## What to do
Locate every line in the data that contains the word "tree", and copy each of those lines.
— start of The records —
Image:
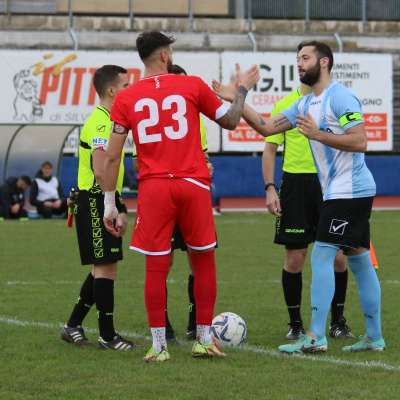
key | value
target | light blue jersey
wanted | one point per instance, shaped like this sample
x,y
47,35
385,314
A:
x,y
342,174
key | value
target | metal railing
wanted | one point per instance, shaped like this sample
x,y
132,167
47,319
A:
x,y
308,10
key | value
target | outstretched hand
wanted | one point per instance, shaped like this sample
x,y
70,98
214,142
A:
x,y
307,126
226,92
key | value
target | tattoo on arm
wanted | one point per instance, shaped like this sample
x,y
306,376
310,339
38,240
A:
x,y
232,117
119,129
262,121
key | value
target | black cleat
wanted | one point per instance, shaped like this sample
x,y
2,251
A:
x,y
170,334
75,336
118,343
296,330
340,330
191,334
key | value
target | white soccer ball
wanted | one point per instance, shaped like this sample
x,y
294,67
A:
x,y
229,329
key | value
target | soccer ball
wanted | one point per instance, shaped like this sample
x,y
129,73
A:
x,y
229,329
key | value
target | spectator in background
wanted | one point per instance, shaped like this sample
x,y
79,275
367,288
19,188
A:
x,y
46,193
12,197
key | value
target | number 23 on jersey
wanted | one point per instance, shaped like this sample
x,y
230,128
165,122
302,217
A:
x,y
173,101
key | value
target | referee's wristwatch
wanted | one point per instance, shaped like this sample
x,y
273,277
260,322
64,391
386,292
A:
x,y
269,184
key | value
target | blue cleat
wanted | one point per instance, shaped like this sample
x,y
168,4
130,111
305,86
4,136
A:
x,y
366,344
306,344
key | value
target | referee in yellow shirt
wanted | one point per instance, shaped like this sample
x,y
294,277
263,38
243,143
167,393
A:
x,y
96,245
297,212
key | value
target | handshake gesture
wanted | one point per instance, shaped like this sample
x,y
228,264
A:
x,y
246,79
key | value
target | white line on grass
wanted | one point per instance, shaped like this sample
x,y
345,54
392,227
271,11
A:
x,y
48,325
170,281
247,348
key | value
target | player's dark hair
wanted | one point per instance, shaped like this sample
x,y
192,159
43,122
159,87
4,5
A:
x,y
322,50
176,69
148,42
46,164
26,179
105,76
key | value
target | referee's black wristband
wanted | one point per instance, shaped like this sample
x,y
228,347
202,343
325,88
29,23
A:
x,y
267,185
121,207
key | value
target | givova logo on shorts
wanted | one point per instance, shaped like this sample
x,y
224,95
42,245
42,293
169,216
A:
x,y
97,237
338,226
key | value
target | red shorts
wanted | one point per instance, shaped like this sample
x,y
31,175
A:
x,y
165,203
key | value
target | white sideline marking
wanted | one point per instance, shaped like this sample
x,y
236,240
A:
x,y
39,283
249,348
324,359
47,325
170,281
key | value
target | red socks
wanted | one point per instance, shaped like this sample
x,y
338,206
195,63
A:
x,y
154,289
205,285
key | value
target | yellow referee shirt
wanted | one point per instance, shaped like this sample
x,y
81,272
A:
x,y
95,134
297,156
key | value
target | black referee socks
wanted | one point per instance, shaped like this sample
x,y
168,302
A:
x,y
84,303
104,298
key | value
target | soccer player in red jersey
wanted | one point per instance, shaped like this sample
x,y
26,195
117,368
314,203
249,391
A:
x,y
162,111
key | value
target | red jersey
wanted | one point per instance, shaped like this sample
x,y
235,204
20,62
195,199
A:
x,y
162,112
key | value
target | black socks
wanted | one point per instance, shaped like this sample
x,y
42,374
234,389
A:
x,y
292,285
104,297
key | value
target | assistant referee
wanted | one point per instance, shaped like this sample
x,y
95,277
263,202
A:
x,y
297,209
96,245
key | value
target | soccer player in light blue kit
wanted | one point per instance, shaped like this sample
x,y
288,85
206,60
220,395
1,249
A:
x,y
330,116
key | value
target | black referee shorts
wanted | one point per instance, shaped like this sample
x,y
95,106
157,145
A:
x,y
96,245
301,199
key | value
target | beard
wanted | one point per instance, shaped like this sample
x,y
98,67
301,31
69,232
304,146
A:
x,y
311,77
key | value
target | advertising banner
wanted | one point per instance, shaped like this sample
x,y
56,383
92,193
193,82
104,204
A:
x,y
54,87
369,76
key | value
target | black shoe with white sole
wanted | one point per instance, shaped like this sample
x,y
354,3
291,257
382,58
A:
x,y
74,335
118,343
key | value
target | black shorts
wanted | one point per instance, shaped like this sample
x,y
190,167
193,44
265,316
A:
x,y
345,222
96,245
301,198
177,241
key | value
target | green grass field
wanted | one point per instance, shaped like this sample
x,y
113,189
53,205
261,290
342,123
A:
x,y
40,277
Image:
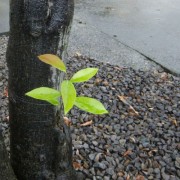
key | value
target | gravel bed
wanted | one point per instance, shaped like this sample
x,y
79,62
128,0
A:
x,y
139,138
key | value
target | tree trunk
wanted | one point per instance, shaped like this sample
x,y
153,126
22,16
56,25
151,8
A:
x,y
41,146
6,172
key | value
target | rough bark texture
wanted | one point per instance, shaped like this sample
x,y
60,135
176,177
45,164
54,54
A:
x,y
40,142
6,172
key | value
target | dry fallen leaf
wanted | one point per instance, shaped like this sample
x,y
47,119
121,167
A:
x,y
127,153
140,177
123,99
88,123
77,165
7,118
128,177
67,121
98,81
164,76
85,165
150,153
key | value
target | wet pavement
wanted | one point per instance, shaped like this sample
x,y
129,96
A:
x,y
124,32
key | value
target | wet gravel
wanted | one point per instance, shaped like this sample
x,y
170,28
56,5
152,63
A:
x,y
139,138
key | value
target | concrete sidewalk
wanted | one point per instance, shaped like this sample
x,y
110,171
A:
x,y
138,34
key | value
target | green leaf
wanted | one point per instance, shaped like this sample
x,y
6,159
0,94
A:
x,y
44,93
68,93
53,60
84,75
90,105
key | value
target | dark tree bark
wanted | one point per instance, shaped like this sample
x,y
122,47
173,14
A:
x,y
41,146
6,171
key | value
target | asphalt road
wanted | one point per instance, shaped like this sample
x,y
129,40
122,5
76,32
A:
— end of The records —
## Result of the task
target | tree trunk
target | dark tree bark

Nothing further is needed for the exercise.